Short exercise => Find the line containing "point: building facade", then return it and every line after it through the end of the records, exactly. Leave out pictures.

Records for this exercise =>
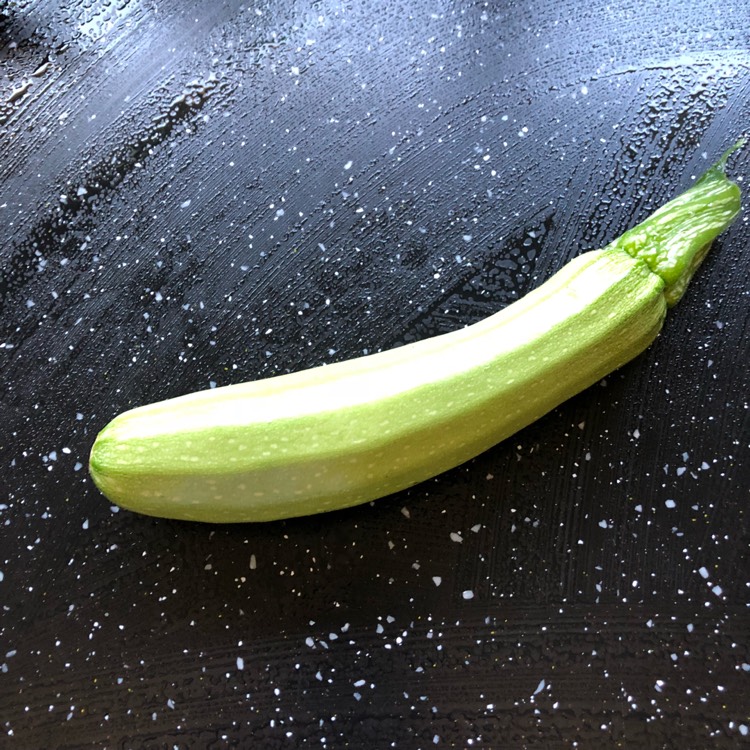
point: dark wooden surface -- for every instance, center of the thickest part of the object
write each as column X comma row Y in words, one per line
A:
column 207, row 192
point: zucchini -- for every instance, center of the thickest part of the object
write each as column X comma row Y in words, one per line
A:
column 351, row 432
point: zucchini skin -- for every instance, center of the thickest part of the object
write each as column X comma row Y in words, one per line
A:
column 348, row 433
column 351, row 432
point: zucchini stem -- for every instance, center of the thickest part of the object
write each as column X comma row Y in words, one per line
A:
column 674, row 240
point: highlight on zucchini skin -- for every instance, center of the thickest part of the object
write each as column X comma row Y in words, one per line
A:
column 348, row 433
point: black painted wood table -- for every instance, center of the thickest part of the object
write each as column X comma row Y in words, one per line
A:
column 200, row 193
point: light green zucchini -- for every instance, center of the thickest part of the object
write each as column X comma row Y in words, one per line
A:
column 343, row 434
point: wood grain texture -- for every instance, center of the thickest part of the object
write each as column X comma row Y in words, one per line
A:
column 254, row 189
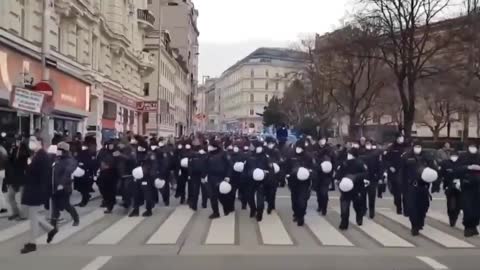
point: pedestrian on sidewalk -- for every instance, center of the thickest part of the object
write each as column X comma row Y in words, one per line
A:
column 35, row 193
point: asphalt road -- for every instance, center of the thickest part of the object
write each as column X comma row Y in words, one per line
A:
column 175, row 238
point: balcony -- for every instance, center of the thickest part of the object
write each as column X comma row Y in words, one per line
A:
column 146, row 19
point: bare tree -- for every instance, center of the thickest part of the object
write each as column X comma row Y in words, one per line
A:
column 408, row 40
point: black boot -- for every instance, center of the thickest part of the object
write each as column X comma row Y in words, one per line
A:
column 51, row 234
column 135, row 213
column 28, row 248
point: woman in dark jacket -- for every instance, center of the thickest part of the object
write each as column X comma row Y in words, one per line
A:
column 35, row 193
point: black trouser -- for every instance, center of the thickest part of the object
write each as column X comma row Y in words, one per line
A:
column 371, row 197
column 270, row 190
column 143, row 193
column 358, row 200
column 194, row 191
column 398, row 189
column 454, row 203
column 470, row 203
column 108, row 191
column 256, row 192
column 418, row 202
column 322, row 186
column 61, row 201
column 181, row 184
column 300, row 195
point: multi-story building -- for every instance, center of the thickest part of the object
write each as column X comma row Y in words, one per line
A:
column 94, row 52
column 247, row 87
column 179, row 19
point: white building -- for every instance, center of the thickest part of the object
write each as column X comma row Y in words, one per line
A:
column 95, row 57
column 246, row 87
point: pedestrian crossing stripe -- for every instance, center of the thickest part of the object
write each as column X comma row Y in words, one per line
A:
column 271, row 231
column 429, row 232
column 169, row 232
column 380, row 234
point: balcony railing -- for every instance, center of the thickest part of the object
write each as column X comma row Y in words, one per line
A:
column 145, row 16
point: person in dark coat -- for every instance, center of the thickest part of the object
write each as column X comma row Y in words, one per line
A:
column 35, row 193
column 62, row 179
column 15, row 176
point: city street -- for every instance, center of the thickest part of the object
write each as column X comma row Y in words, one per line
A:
column 176, row 238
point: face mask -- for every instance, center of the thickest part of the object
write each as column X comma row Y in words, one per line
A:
column 32, row 145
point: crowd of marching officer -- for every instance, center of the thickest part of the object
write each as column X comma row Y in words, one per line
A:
column 138, row 173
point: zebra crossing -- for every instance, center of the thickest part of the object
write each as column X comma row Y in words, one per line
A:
column 272, row 231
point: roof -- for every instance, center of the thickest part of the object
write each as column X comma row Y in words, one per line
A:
column 282, row 54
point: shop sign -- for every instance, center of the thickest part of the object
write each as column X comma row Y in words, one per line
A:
column 27, row 100
column 147, row 106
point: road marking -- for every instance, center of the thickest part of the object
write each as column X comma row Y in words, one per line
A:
column 326, row 233
column 380, row 233
column 430, row 232
column 222, row 231
column 14, row 230
column 115, row 233
column 172, row 228
column 66, row 231
column 443, row 218
column 272, row 230
column 432, row 263
column 97, row 263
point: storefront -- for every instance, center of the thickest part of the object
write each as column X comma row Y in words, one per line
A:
column 70, row 102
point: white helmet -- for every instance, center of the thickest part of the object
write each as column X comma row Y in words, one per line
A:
column 79, row 172
column 238, row 166
column 159, row 183
column 429, row 175
column 225, row 187
column 258, row 175
column 326, row 166
column 137, row 173
column 303, row 174
column 184, row 162
column 276, row 168
column 346, row 184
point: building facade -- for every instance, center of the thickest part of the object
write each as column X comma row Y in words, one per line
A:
column 179, row 20
column 94, row 51
column 247, row 87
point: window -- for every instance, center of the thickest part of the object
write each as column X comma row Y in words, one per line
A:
column 146, row 89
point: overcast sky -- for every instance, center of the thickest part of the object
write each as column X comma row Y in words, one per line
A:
column 231, row 29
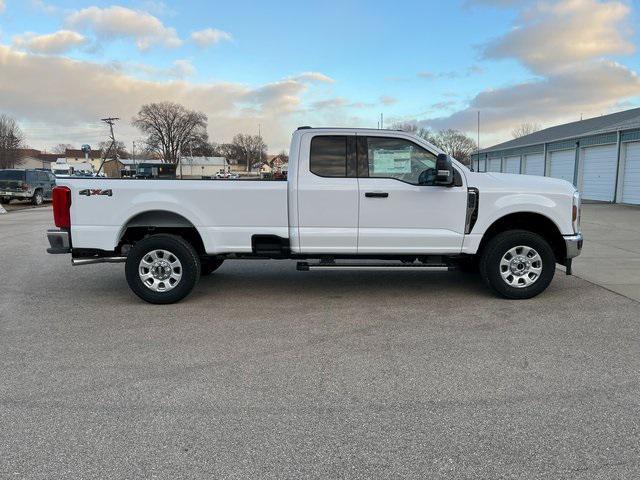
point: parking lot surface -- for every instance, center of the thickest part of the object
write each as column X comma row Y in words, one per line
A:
column 265, row 372
column 611, row 256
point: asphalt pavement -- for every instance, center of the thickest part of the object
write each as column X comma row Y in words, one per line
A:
column 266, row 372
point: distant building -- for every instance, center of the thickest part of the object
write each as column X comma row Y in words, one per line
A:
column 600, row 156
column 197, row 167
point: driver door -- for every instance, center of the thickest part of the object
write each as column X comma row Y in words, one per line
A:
column 400, row 209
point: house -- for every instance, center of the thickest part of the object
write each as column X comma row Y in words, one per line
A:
column 32, row 158
column 74, row 156
column 198, row 167
column 600, row 156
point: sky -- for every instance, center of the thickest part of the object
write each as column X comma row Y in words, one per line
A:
column 271, row 66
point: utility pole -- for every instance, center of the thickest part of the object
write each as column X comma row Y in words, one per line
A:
column 109, row 121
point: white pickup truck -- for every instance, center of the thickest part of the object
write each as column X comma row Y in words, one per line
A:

Expected output =>
point: building facade -- for every instance, center of the thickest part of the object
write each as column X comma row Y in words, one per line
A:
column 179, row 20
column 94, row 51
column 247, row 87
point: window -- for every instance, center of the thickest part of the object
write each as column X comma row Y in words, one per line
A:
column 146, row 89
point: overcast sky -- for every instance, center of the thickest part of the object
write each as column X comma row Y in words, one per line
A:
column 231, row 29
point: parking lot surface -- for every instance, center of the thickest part of the object
write each as column X comma row Y in words, one per line
A:
column 265, row 372
column 611, row 256
point: asphalt pavement -- for every instance, center of the thickest part of the object
write each as column X comma row Y in words, one per line
A:
column 266, row 372
point: distant building -- for every instance, center of the thickest part of the object
write each as column X comma row Y in words, one per line
A:
column 600, row 156
column 197, row 167
point: driver door -- for every instance, center of the thickest part of the object
write each as column X comma row Y in words, one per line
A:
column 400, row 209
point: house -- for every instance, center of the thickest part of the object
write each as column X comma row Y in words, one per line
A:
column 32, row 158
column 74, row 156
column 198, row 167
column 600, row 156
point: sky -- for every instance, center of the thickest part of the object
write each as column X comma row Y in words, one per line
A:
column 271, row 66
point: utility pole -- for every instance, center of the thickest part of the object
write each as column X comma row Y in words, one per line
A:
column 109, row 121
point: white pickup truck -- for every instance, center of the thickest part of the object
write each as column X comma row Y in words, one per line
A:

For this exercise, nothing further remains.